** begin Input data **

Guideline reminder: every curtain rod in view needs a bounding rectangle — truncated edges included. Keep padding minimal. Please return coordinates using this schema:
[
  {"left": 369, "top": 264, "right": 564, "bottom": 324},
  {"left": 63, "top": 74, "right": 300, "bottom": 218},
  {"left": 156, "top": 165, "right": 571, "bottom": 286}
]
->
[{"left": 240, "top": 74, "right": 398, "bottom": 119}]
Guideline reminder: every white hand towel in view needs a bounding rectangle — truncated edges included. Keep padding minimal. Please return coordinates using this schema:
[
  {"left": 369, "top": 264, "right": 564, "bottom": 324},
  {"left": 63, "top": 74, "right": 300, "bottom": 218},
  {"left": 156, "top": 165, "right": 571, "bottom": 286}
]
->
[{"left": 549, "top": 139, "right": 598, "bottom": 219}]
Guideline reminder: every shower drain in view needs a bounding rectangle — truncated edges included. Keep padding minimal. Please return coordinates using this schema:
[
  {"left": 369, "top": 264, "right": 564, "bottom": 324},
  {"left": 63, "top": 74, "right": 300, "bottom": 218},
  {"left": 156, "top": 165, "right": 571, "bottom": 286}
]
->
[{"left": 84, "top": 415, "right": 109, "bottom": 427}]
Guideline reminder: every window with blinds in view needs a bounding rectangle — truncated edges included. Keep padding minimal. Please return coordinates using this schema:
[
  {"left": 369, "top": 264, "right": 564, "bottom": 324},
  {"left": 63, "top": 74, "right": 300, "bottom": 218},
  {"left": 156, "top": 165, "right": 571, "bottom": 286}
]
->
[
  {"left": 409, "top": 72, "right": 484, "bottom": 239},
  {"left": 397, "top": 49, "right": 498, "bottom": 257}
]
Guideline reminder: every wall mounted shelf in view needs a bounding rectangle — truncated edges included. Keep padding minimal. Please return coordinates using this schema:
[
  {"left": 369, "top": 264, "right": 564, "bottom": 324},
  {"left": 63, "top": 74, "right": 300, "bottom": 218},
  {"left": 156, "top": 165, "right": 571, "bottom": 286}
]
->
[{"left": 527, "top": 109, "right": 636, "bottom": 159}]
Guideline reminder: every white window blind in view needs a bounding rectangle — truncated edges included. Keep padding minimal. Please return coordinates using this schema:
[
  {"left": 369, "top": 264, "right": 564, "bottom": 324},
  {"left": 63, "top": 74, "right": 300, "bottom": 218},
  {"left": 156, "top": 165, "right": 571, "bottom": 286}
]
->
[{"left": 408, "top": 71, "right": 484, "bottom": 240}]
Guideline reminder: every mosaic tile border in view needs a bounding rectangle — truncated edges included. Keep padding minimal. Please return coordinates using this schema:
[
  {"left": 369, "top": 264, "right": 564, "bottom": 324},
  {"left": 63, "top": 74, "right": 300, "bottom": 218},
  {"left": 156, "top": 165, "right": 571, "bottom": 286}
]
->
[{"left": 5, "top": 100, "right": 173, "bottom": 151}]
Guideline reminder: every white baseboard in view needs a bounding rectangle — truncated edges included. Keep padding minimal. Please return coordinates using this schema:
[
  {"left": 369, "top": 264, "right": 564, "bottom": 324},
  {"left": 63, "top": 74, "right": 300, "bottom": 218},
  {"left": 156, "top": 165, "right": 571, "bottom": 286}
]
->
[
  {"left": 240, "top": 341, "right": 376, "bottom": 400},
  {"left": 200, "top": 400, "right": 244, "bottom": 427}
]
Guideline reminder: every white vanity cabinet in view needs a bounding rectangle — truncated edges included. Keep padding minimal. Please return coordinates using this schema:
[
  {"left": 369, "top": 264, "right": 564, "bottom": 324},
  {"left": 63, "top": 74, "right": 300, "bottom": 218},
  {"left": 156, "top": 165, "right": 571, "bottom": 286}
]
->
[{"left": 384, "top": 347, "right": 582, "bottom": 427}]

** end Input data **

• _Set task_
Return each of the records above exactly as it appears, with no changes.

• _Written answer_
Guideline reminder: every curtain rod in view needs a bounding rectangle — truncated edges included. Keep padding minimal. Please return coordinates using this schema:
[
  {"left": 369, "top": 264, "right": 564, "bottom": 324},
  {"left": 63, "top": 74, "right": 300, "bottom": 218},
  {"left": 156, "top": 165, "right": 571, "bottom": 286}
]
->
[{"left": 240, "top": 74, "right": 398, "bottom": 119}]
Guideline reminder: every white hand towel in view needs a bounding rectangle — truncated edges included. Keep padding minimal. Please return coordinates using this schema:
[
  {"left": 369, "top": 264, "right": 564, "bottom": 324},
  {"left": 63, "top": 74, "right": 300, "bottom": 218},
  {"left": 156, "top": 165, "right": 571, "bottom": 286}
]
->
[{"left": 549, "top": 139, "right": 598, "bottom": 219}]
Guideline reminder: every shower drain in view needs a bounding rectangle — truncated edges included. Keep padding minimal. Please return coordinates using this schema:
[
  {"left": 369, "top": 264, "right": 564, "bottom": 324},
  {"left": 63, "top": 74, "right": 300, "bottom": 218},
  {"left": 156, "top": 165, "right": 571, "bottom": 286}
]
->
[{"left": 84, "top": 415, "right": 109, "bottom": 427}]
Guideline reminder: every window with blinds in view needs a bounding rectangle — truncated edges included. Keep padding minimal. Please return coordinates using this schema:
[
  {"left": 369, "top": 264, "right": 564, "bottom": 324},
  {"left": 63, "top": 74, "right": 300, "bottom": 218},
  {"left": 156, "top": 165, "right": 571, "bottom": 286}
]
->
[
  {"left": 409, "top": 72, "right": 484, "bottom": 239},
  {"left": 397, "top": 49, "right": 498, "bottom": 257}
]
Guideline reminder: every wall mounted shelf in view needs a bounding rectangle — truncated edges included. Keep padding minimal. Please return coordinates using this schema:
[
  {"left": 369, "top": 264, "right": 564, "bottom": 324},
  {"left": 63, "top": 74, "right": 300, "bottom": 218},
  {"left": 156, "top": 165, "right": 571, "bottom": 286}
]
->
[{"left": 527, "top": 109, "right": 636, "bottom": 159}]
Guideline reminder: every white window blind in view needs a bounding rectangle — truncated edges included. Keep padding minimal. Please return coordinates using this schema:
[
  {"left": 369, "top": 264, "right": 564, "bottom": 324},
  {"left": 63, "top": 74, "right": 300, "bottom": 218},
  {"left": 156, "top": 165, "right": 571, "bottom": 286}
]
->
[{"left": 408, "top": 71, "right": 484, "bottom": 240}]
Guideline reminder: every mosaic tile border in view needs a bounding rectangle — truncated edges included. Keep padding minimal. Please return coordinates using this schema:
[
  {"left": 369, "top": 264, "right": 564, "bottom": 324},
  {"left": 63, "top": 74, "right": 300, "bottom": 218},
  {"left": 156, "top": 165, "right": 571, "bottom": 286}
]
->
[{"left": 5, "top": 100, "right": 173, "bottom": 151}]
Guideline reminder: every white baseboard in view needs a bounding rectangle — truncated edges included. Keep padding minimal. Please return coordinates using this schema:
[
  {"left": 369, "top": 264, "right": 564, "bottom": 324},
  {"left": 63, "top": 74, "right": 300, "bottom": 218},
  {"left": 156, "top": 165, "right": 571, "bottom": 286}
]
->
[
  {"left": 240, "top": 341, "right": 376, "bottom": 400},
  {"left": 200, "top": 400, "right": 244, "bottom": 427}
]
Guideline reminder: every white vanity cabinet in view needs a bounding rectangle — truncated edges included. Keep padding minimal. Please return coordinates using this schema:
[
  {"left": 369, "top": 264, "right": 564, "bottom": 324},
  {"left": 63, "top": 74, "right": 300, "bottom": 218},
  {"left": 156, "top": 165, "right": 571, "bottom": 286}
]
->
[{"left": 384, "top": 347, "right": 582, "bottom": 427}]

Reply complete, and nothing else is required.